For the rest of this section, we fix $\mathcal {F}$ to be a decision forest of size n and height h, which has no $(\alpha ,\beta )$-significant variables. Let S denote the set of all variables $x_i$ such that there exists $D\in \mathcal {F}$, $\Pr _{\mathbf {a}}[D(\mathbf {a})\text { queries } x_i]\ge \sqrt{\beta }$. Clearly, $|S|\le nh/\sqrt{\beta }$. We use $\bar{S}$ to denote the complement set of S and $\mathbf {a}_S$ to denote the partial assignment truncated on S.

Definition 12 (pruning)

Let $\mathcal {F}_{\mathcal {P}}$ be the pruned forest of $\mathcal {F}$ defined as follows. For each variable $x_i\in S$ and $D\in \mathcal {F}$, if $\Pr _{\mathbf {a}}[D(\mathbf {a})\, queries \,x]\le \beta $, we deleted $x_i$ from the corresponding tree in $\mathcal {F}_{\mathcal {P}}$ and instead replaced with leaves assigning the value 0.

We only show one side of the Theorem 6, i.e.

$$\mathop {\Pr }\limits _{\mathbf {a}}\left[ w(\mathcal {F}(\mathbf {a}))<\mathop {\mathbb {E}}\limits _{\mathbf {a}}[w(\mathcal {F}(\mathbf {a}))]-\delta _1-h\delta _2-n^2h\sqrt{\beta }\right] \le e^{-2\delta _1^2/\alpha }+h^8e^{-\delta _2^2/\beta }$$

The proof of the other side is symmetric by changing the definition of pruning to replacing $x_i$ by 1.

The proof sketch of Theorem 6 can be described as follows. Note that for any assignment $\mathbf {a}$, $w(\mathcal {F}(\mathbf {a}))\ge w(\mathcal {F}_{\mathcal {P}}(\mathbf {a}))$. On the other hand, $\mathbb {E}_{\mathbf {a}}[w(\mathcal {F}_{\mathcal {P}}(\mathbf {a}))]\ge \mathbb {E}_{\mathbf {a}}[w(\mathcal {F}(\mathbf {a}))]-n\beta \cdot nh/\sqrt{\beta }$ since pruning each variable in |S| decreases the expectation value at most $\beta n$ and $|S|\le nh/\sqrt{\beta }$. Hence, to prove Theorem 6, it suffices to prove that $w(\mathcal {F}_{\mathcal {P}}(\mathbf {a}))$ is close to $\mathbb {E}_{\mathbf {a}}[w(\mathcal {F}_{\mathcal {P}}(\mathbf {a}))]$ with high probability, which can be established in two steps. We first show that, in Lemma 11, for any partial assignment $\mathbf {a}_{\bar{S}}$, $w(\mathcal {F}_{\mathcal {P}}(\mathbf {a}_S,\mathbf {a}_{\bar{S}}))$ is close to $\mathbb {E}_{\mathbf {a}_S}[w(\mathcal {F}_{\mathcal {P}}(\mathbf {a}_S,\mathbf {a}_{\bar{S}}))]$ with high probability (w.r.t. the randomness of $\mathbf {a}_S$). Then in Lemma 12, we prove that with respect to the randomness of $\mathbf {a}_{\bar{S}}$, $\mathbb {E}_{\mathbf {a}_S}[w(\mathcal {F}_{\mathcal {P}}(\mathbf {a}_S,\mathbf {a}_{\bar{S}}))]$ is close to $\mathbb {E}_{\mathbf {a}}[w(\mathcal {F}_{\mathcal {P}}(\mathbf {a}))]$ with high probability. Therefore, Theorem 6 follows union bound.

THINGS TO DO:
A) Answer these questions using the decision-forest passage, and mark each answer with the same numeral.
(i) What upper bound does the passage give for the size of the set S?
(ii) Under the pruning definition, what value do the leaves that replace a deleted variable assign?
(iii) Which lemma does the passage say establishes the closeness result with respect to the randomness of the assignment truncated on S?
B) Write out the decision-forest passage word for word, from "For the rest" up to and including "Definition 12 (pruning)".

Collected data
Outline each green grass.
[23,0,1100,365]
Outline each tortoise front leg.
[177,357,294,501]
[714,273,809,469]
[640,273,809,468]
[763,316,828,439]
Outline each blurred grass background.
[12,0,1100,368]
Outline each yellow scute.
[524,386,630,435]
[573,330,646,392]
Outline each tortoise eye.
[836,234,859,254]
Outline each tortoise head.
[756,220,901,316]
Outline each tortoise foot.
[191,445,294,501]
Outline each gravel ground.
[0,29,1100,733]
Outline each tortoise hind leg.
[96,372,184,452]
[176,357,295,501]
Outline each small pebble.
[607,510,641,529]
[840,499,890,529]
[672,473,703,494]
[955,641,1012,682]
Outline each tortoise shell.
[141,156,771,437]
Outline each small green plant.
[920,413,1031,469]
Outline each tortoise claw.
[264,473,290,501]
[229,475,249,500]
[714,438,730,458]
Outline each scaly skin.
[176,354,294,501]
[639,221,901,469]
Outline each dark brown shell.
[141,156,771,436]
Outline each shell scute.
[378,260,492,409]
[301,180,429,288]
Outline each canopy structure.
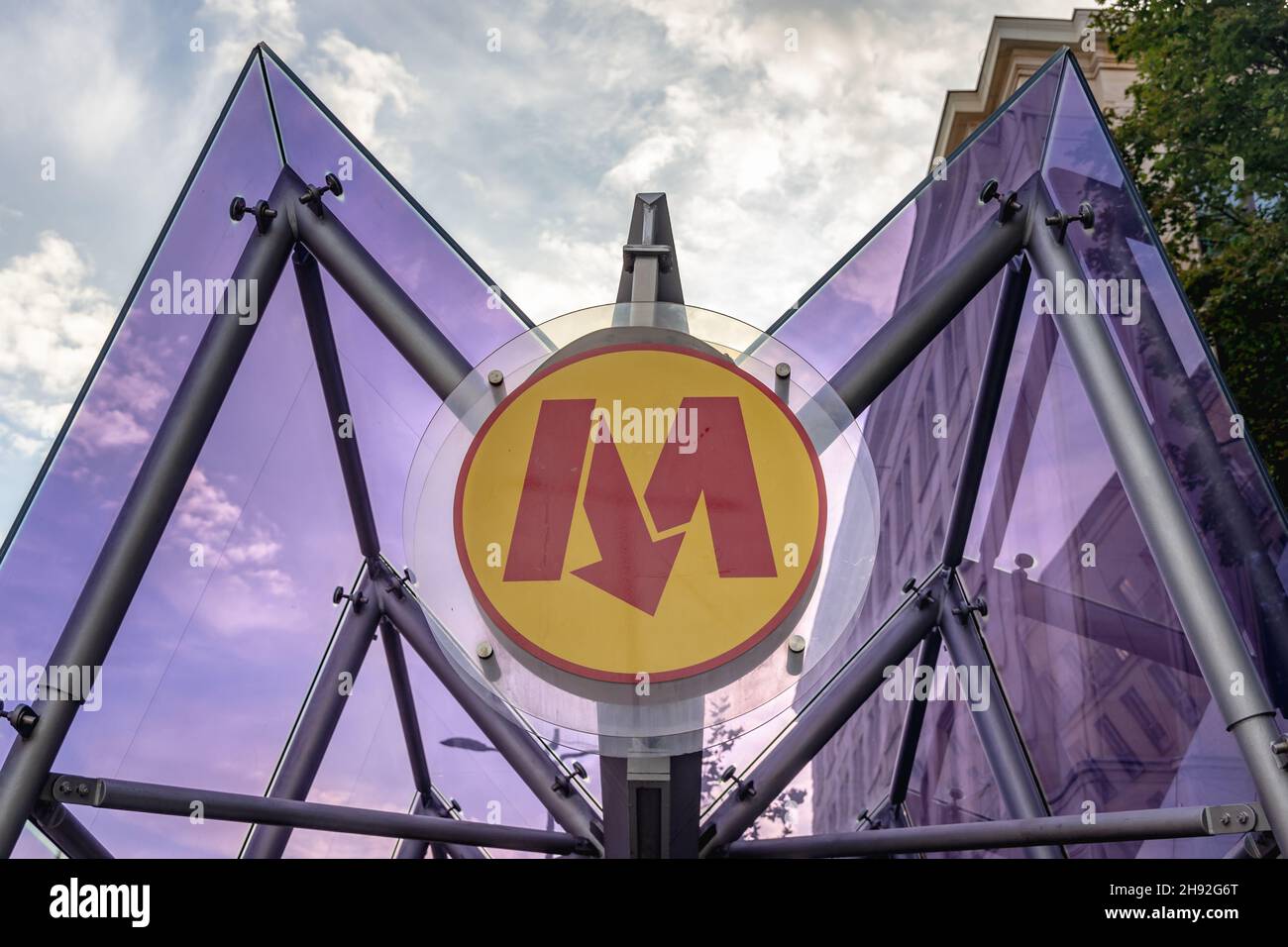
[0,46,1288,858]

ANSWERS PROVIDED:
A)
(i) |S| ≤ nh/√β
(ii) 0
(iii) Lemma 11

B)
For the rest of this section, we fix $\mathcal {F}$ to be a decision forest of size n and height h, which has no $(\alpha ,\beta )$-significant variables. Let S denote the set of all variables $x_i$ such that there exists $D\in \mathcal {F}$, $\Pr _{\mathbf {a}}[D(\mathbf {a})\text { queries } x_i]\ge \sqrt{\beta }$. Clearly, $|S|\le nh/\sqrt{\beta }$. We use $\bar{S}$ to denote the complement set of S and $\mathbf {a}_S$ to denote the partial assignment truncated on S.

Definition 12 (pruning)